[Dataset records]
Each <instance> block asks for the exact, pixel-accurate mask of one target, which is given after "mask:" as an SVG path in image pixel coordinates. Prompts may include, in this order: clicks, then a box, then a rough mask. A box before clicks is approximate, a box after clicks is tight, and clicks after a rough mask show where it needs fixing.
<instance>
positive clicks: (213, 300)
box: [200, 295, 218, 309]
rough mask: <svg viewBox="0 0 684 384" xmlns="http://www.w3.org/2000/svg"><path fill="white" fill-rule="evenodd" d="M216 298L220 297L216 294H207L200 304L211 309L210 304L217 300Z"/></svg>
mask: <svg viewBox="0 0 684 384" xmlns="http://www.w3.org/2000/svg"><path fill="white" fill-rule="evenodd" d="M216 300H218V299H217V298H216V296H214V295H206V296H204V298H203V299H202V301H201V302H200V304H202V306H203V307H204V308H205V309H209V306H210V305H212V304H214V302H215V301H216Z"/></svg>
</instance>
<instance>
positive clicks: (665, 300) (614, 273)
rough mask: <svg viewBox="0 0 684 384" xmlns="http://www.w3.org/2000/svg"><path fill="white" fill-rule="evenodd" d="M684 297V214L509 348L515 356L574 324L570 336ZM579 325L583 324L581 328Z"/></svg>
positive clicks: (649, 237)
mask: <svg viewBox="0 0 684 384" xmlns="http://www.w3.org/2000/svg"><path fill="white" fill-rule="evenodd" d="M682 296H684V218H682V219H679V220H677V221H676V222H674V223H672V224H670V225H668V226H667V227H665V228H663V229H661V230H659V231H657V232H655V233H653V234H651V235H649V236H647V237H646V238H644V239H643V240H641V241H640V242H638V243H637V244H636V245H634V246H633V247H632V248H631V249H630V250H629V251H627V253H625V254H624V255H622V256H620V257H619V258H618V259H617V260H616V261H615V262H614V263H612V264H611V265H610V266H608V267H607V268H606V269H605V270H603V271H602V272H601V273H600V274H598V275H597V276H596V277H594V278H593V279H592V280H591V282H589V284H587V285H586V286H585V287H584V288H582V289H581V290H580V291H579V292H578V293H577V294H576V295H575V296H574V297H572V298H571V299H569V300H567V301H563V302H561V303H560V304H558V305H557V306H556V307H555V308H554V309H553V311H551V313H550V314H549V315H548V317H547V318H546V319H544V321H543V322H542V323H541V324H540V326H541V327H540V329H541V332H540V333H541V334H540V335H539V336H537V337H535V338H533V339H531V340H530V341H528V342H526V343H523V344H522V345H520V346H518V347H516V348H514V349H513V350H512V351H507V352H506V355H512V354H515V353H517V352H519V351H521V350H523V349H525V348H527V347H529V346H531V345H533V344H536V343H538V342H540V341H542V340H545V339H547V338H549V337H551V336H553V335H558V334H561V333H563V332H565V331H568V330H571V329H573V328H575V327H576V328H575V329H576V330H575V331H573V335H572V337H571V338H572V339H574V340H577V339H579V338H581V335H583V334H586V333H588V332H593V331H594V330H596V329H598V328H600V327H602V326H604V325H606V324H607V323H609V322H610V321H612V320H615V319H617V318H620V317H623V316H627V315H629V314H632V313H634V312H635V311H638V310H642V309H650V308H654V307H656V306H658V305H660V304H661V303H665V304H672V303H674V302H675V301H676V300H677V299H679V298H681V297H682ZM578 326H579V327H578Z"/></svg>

_Work task_.
Once you find the line containing "297V214L509 348L515 356L574", stop: reproduce exactly that line and every line of the data before it, and nothing else.

_Task solution_.
Each <instance> block asks for the exact, pixel-accurate mask of one target, which is given after "mask:" as an SVG path in image pixel coordinates. Prompts may include, in this order: clicks, then a box, then a rough mask. A box before clicks is approximate, a box after clicks is tight, and clicks after a rough mask show where it needs fixing.
<instance>
positive clicks: (213, 300)
box: [200, 295, 218, 309]
rough mask: <svg viewBox="0 0 684 384" xmlns="http://www.w3.org/2000/svg"><path fill="white" fill-rule="evenodd" d="M216 298L220 297L216 294H207L200 304L211 309L210 304L217 300Z"/></svg>
mask: <svg viewBox="0 0 684 384" xmlns="http://www.w3.org/2000/svg"><path fill="white" fill-rule="evenodd" d="M216 300H218V299H217V298H216V296H214V295H206V296H204V298H203V299H202V301H201V302H200V304H202V306H203V307H204V308H205V309H209V306H210V305H212V304H214V302H215V301H216Z"/></svg>
</instance>
<instance>
positive clicks: (665, 300) (614, 273)
rough mask: <svg viewBox="0 0 684 384" xmlns="http://www.w3.org/2000/svg"><path fill="white" fill-rule="evenodd" d="M684 297V214L509 348L515 356L574 324L570 336ZM579 325L583 324L581 328Z"/></svg>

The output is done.